- Task instructions
1/ In the passage on AI companionship, what name is given to the romance fantasy games for women?
2/ List every group of professionals that the passage on AI companionship says has important questions to tackle about AI companions as products.
3/ Repeat the part of the passage on AI companionship that starts at "Though the research" and ends at "for digital intimacy.".

- Passage shown
-.-.-

However, the Chinese government is deeply concerned by falling birthrates and fewer marriages and appears to put the onus on women, leading to crackdowns on fandom celebrations and the romance fantasy games for women known as otome. Selective censorship of “soft porn” may also be stretched to include suppression of spicy conversations with male bots.
Though the research conducted by Qian’s team does not address the motivations of US or UK women involved with bots, it’s reasonable to assume that some of the dangers posed by heterosexual relationships could contribute to opting for digital intimacy.
What has AI got that we haven’t got?

Finally, Zilan Qian asks the bigger questions which have been left out of so many discussions of AI/human intimacy:
Amid these debates about the technology itself, one question is often missing: where does the demand come from? If AI companions are truly unsafe, manipulative, or harmful, why do so many still turn to them? Psychologists, lawyers, national security experts, and AI safety researchers have many important questions to tackle about AI companions as products. But perhaps we should also ask ourselves: what gaps in our society make human relationships feel undesirable? AI companionship is a new problem, but misogyny, gender violence, social isolation, and racial stereotypes are not — in China and America alike.
Gender stereotypes too, evidently. Far from freeing us from the snarl of binary gender expectations, big tech seems determined to hammer them into us. Surely, we all deserve a more inclusive sexual future than this.

-.-.-

- Supplied data
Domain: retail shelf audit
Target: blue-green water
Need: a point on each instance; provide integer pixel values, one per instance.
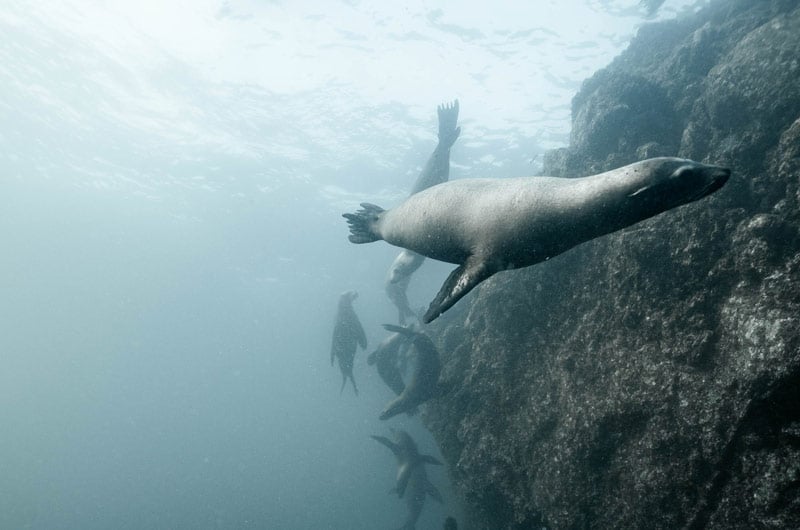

-.-.-

- Results of the tasks
1/ Otome.

2/ Psychologists, lawyers, national security experts, and AI safety researchers.

3/
Though the research conducted by Qian’s team does not address the motivations of US or UK women involved with bots, it’s reasonable to assume that some of the dangers posed by heterosexual relationships could contribute to opting for digital intimacy.